### Reading text

Brendan Connell's fiction has been published in several places. He is the author of The Translation of Father Torturo (2005), Dr. Black and the Guerrillia (2005), Metrophilias (2010), Unpleasant Tales (2010) and The Life of Polycrates and Other Stories for Antiquated Children (2011).
More information about Brendan Connell can be found on his official website.
Here's a description of The Architect:
The mad and mystical Körn Society, based in Ticino, Switzerland, sets itself the task of building a grand, soul-uplifting Meeting Place for its members. An inspired architect, a visionary in stone, must be found, and one such is available: the mysterious and unpredictable Alexius Nachtman. But is he perhaps too visionary? This is the effect of his book of sketches:
"Huge edifices, megastructures, poured from the leaves. Bridges which spanned oceans, towers which stretched into the clouds, huge fortresses which looked as if they could withstand the destructive force of an Armageddon. Vertical cities rose up from desert plains in startling anaxometrics, while spatial cities, cities built fifteen or twenty meters above their counterparts, stood forth as visions of utopian architecture, only to be outdone on subsequent pages by floating cities, vast nests of hexagonal pods resting atop lakes and oceans. Structures which straddled the earth and others which burrowed under it. Buildings which brought to mind lost civilizations or seemed to be the habitations of beings from another world..."
Despite doubts, he is hired. And so, in this adventure of marble and mortar, of machines and workmen, of cult and manipulation, the most bizarre construction project since Babel commences its Cyclopean growth. Written by a contemporary master of the decadent and grotesque, The Architect is like Greek tragedy on hallucinogens - a brilliant, stylish short novel of eccentricity and decay.
A REVIEW OF BRENDAN CONNELL'S THE ARCHITECT
Brendan Connell is a gifted author, who avoids clichés and writes compelling prose. He's one of the best new authors, because his stories are simply brilliant in their originality. Although he has already written several stories, The Architect is definitely something different and unique, because the author manages to surprise his readers with the story.
Here's a bit of information about the plot:
The board members of the mad and mystical Körn Society hire a mysterious architect called Alexius Nachtman to build a meeting place for the members of their society. Nachtman wants to build something grand and never-before-seen, so his visions interest the board members. When the construction begins, everything seems normal at first and the board members seem to get what they want, but then the people involved in the construction process are beginning to question if the architect is going too far with his strange and almost otherworldly visions...

######
### Listed records

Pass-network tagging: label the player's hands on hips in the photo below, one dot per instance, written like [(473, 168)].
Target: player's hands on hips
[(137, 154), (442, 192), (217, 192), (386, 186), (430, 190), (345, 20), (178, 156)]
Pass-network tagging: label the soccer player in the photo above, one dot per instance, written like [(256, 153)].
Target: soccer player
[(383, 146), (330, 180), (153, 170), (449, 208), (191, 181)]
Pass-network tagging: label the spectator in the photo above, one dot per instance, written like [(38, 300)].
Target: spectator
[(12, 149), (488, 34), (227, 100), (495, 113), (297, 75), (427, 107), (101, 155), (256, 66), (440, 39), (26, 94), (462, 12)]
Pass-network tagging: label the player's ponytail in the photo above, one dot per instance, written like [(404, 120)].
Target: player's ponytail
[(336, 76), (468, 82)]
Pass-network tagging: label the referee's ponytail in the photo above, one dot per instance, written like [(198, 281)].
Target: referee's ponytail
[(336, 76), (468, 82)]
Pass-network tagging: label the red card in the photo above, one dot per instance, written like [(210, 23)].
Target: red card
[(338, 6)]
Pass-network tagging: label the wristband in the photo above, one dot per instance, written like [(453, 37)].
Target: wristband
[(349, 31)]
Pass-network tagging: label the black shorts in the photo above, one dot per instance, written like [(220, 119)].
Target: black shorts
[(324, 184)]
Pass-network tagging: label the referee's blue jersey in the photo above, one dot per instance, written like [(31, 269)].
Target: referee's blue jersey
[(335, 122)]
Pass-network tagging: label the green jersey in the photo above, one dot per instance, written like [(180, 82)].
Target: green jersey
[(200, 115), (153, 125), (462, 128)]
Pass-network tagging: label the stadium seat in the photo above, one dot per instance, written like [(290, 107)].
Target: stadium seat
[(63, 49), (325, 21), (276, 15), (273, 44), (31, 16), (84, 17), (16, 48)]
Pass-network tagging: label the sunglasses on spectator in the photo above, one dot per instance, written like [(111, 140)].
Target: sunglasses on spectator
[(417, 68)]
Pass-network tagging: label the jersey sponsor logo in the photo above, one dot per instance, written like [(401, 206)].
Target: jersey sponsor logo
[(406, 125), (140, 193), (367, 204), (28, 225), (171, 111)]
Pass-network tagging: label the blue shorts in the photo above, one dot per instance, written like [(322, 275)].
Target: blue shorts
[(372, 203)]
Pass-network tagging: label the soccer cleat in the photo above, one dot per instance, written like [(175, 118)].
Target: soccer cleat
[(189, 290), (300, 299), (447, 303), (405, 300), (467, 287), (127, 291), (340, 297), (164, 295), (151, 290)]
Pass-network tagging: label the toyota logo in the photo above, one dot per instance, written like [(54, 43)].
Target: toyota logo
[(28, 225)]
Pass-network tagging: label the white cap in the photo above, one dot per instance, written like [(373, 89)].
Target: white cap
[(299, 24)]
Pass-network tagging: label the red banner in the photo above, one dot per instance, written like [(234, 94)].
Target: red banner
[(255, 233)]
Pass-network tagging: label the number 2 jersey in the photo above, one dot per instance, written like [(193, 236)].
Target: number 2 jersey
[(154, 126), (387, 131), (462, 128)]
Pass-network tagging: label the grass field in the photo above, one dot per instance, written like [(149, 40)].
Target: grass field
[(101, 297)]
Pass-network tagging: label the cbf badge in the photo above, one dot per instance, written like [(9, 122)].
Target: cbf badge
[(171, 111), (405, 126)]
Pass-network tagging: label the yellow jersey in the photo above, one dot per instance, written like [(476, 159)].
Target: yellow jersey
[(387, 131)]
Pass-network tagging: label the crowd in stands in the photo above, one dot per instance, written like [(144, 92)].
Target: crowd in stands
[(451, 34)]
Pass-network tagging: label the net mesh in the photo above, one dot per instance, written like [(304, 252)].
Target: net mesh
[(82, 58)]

######

Exercise A: Print the passage of the piece on Brendan Connell's The Architect between "Here's a bit" and "almost otherworldly visions...", inclusive.
Exercise B: Carry on the piece on Brendan Connell's The Architect from its last sentence.

Final result A:
Here's a bit of information about the plot:
The board members of the mad and mystical Körn Society hire a mysterious architect called Alexius Nachtman to build a meeting place for the members of their society. Nachtman wants to build something grand and never-before-seen, so his visions interest the board members. When the construction begins, everything seems normal at first and the board members seem to get what they want, but then the people involved in the construction process are beginning to question if the architect is going too far with his strange and almost otherworldly visions...

Final result B:
The Architect is a masterpiece of surreal and highly imaginative speculative fiction. It's a must-read story about eccentric persons and decadence. It's perfect fiction for everybody who loves quality writing and isn't afraid to read something different.
In my opinion The Architect is a unique achievement, because the author goes as far as possible with the story and seems to push the limits of imagination. Pushing the limits is good, because it's a pleasure to read imaginative and well written stories.
The Architect features vivid descriptions and excellent prose, which highlights the surreal elements of the story. When I read this short novel, I was amazed at its complex and sophisticated structure. It's easy to notice that the author has spent a lot of time writing this story, because this story is full of happenings and informative, but descriptive prose.
I'm not sure if other readers agree with me on this, but in my opinion Brendan Connell's prose reminds me a bit of Edgar Allan Poe, H. P. Lovecraft and Clark Ashton Smith. He doesn't write the same kind of weird fiction as these old masters did, but he writes decadent, grotesque and weird stories and knows how to write perfect literary English.
I think it's nice how the author manages to bring the whole construction process to life by writing about its different phases. He writes passionately about money problems etc and fascinates the reader by showing how Nachtman solves each problem in his own way (Nachtman's solutions are more than a bit unorthodox and bizarre).
The construction of the meeting place is quite a sight to behold, because it's a work of a visionary (and "slightly insane") man who has an almost unlimited imagination. Nachtman's visions are fascinating and the way the author writes about them feels fresh. The construction work starts innocently, but gradually it turns into a weird and mad spectacle, which will fascinate and horrify readers.
It was fun to read how the board members of the Körn Society were fascinated by Nachtman's visions and didn't care what happened as long as the meeting place would be finished and would look amazing. Nachtman seemed to be able to do almost anything, although his visions became weirder and weirder.
The author has a twisted and quirky sense of humour and he knows how to use black humour to his advantage. Nachtman's comments at the end are funny (or perhaps I should say hilarious).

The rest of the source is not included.